DATA TO PROCESS:

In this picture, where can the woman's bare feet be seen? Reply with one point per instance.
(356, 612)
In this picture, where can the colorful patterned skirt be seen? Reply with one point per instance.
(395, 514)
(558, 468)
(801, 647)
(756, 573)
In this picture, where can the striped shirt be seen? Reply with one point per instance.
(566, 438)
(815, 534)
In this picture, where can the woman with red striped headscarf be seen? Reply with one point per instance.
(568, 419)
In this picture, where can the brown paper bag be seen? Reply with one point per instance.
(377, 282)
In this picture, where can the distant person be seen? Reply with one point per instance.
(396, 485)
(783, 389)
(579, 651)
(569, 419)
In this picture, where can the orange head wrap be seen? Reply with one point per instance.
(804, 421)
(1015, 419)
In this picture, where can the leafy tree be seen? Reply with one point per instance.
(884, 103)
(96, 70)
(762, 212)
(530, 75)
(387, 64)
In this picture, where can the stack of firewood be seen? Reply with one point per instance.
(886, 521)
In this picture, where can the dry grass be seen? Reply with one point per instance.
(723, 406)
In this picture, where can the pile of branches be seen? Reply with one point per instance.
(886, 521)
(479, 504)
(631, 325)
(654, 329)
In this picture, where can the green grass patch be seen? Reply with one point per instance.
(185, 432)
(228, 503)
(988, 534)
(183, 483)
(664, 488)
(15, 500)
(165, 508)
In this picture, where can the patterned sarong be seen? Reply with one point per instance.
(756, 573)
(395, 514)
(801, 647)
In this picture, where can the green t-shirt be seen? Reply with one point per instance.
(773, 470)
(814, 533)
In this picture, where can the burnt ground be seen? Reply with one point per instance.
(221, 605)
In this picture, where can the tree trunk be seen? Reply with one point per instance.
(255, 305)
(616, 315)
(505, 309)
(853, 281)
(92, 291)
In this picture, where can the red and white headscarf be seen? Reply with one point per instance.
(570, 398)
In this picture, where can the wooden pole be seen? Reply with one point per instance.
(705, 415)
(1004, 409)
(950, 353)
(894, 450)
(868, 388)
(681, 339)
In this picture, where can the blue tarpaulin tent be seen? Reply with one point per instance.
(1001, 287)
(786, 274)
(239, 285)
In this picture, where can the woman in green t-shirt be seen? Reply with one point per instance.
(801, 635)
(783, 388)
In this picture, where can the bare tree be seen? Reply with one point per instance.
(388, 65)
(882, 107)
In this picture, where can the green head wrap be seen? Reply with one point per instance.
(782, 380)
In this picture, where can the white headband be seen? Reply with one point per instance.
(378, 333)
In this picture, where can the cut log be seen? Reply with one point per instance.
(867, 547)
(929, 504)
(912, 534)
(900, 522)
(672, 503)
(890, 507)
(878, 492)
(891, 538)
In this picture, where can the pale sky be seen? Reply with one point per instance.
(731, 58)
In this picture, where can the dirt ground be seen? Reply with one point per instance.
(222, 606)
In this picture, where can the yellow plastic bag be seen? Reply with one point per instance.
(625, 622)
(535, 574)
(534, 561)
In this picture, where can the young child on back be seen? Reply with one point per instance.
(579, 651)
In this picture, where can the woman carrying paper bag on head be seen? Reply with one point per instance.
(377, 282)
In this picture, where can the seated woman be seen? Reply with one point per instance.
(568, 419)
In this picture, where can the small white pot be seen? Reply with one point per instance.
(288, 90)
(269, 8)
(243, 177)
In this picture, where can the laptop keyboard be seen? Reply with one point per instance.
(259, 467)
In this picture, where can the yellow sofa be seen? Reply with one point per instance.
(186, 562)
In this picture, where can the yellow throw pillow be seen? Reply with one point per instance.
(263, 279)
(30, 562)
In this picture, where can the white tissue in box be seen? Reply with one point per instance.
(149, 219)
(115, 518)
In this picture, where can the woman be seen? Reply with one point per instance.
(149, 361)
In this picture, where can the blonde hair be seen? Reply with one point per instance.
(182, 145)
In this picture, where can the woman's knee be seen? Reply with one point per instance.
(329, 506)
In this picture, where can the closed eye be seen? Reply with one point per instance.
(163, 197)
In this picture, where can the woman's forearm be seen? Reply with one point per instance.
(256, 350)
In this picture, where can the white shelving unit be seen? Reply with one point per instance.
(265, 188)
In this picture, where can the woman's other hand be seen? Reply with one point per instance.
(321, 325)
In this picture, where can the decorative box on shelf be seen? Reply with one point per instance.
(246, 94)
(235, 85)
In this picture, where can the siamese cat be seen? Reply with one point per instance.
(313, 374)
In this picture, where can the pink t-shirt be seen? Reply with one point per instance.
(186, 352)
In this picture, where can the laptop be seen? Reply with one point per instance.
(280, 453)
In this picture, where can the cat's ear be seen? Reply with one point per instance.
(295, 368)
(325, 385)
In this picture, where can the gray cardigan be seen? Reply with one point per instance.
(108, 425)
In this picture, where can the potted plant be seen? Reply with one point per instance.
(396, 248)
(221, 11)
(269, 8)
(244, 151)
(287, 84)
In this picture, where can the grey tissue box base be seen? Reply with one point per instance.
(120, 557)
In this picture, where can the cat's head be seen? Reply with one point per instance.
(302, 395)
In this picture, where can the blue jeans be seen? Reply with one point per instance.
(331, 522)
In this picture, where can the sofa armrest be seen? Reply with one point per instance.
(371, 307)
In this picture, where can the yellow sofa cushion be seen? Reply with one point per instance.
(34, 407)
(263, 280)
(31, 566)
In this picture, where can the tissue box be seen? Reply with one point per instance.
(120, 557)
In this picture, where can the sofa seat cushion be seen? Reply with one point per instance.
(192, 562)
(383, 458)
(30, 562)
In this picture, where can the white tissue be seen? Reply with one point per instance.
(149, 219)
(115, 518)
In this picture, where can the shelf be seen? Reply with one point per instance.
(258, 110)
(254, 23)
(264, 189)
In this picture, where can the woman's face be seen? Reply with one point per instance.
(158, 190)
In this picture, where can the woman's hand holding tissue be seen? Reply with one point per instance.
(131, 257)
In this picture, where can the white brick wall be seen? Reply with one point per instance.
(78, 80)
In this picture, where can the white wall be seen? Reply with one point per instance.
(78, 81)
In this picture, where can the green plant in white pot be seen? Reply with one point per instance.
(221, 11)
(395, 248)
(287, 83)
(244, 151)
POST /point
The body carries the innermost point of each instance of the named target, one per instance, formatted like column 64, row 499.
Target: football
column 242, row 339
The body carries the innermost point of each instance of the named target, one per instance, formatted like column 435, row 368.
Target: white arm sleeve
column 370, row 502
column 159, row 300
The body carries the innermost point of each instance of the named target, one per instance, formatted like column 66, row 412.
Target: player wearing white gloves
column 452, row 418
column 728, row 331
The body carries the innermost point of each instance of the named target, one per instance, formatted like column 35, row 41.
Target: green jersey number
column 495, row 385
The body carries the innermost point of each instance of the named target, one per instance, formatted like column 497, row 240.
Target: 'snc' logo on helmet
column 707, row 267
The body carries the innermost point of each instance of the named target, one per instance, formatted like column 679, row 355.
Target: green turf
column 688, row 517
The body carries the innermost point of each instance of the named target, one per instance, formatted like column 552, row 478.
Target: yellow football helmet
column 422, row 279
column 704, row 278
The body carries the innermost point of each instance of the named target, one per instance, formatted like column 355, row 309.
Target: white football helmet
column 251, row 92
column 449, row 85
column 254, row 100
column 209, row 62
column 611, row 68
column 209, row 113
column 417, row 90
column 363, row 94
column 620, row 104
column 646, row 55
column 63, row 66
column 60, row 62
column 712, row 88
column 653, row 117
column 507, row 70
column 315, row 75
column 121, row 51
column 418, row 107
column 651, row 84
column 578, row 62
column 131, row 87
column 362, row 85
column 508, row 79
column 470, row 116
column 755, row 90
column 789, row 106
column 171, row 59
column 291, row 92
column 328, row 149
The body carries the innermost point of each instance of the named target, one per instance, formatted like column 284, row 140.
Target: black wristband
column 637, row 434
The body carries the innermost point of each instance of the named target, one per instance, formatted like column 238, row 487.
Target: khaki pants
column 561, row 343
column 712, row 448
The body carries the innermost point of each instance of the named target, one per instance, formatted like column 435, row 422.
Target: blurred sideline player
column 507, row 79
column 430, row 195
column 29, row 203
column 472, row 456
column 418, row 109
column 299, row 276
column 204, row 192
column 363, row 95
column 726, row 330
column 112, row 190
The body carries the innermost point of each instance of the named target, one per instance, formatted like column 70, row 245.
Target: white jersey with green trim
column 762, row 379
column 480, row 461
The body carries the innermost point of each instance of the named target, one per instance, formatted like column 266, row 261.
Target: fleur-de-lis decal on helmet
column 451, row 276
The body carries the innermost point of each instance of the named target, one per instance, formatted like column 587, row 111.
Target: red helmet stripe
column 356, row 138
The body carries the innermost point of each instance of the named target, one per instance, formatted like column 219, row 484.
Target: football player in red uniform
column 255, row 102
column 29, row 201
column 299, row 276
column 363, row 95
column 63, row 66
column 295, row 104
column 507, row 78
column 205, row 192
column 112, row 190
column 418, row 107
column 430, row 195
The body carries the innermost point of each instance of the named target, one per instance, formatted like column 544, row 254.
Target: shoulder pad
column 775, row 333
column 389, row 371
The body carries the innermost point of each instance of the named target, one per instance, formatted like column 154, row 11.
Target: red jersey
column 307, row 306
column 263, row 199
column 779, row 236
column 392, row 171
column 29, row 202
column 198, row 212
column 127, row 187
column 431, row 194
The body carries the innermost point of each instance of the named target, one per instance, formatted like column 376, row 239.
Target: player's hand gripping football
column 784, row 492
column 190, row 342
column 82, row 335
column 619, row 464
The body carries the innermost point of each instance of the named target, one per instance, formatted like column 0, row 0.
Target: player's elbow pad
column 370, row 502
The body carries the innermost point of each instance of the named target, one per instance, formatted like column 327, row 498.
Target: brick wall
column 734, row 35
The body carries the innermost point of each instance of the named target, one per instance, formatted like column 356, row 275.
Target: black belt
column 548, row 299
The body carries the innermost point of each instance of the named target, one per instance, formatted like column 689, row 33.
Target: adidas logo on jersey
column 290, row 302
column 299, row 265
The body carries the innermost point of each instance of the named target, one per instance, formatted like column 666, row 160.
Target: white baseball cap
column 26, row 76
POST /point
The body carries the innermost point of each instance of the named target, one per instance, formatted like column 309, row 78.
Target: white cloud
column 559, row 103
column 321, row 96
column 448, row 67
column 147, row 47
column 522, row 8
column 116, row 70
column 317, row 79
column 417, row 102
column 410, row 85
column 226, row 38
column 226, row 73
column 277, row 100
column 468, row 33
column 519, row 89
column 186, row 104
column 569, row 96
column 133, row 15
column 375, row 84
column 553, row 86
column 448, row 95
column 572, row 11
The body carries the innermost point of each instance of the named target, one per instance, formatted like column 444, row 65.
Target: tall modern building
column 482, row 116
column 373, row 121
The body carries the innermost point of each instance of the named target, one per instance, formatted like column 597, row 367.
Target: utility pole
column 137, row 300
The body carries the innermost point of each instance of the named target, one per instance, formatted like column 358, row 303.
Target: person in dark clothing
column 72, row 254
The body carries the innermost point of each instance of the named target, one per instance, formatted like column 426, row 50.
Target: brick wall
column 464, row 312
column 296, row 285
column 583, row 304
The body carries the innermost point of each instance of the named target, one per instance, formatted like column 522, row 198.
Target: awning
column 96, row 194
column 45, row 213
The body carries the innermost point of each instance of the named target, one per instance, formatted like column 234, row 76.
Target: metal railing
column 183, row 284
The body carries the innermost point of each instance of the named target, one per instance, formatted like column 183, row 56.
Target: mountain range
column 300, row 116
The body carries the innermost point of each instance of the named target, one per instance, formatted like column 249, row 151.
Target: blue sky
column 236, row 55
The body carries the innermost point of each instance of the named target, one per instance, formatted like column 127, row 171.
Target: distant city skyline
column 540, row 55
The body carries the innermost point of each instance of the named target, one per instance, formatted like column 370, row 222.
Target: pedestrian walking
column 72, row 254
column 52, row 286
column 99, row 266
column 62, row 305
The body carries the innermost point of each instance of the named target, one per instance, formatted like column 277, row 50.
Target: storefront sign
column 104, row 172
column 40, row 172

THE PROBLEM: Your answer must be the lines above from the one containing "Target: shoulder pad" to the one containing "154, row 11.", both included, restated word for word.

RESPONSE:
Target: shoulder pad
column 775, row 333
column 389, row 371
The body carries the innermost point of each instance of the named target, one per instance, formatted like column 154, row 11.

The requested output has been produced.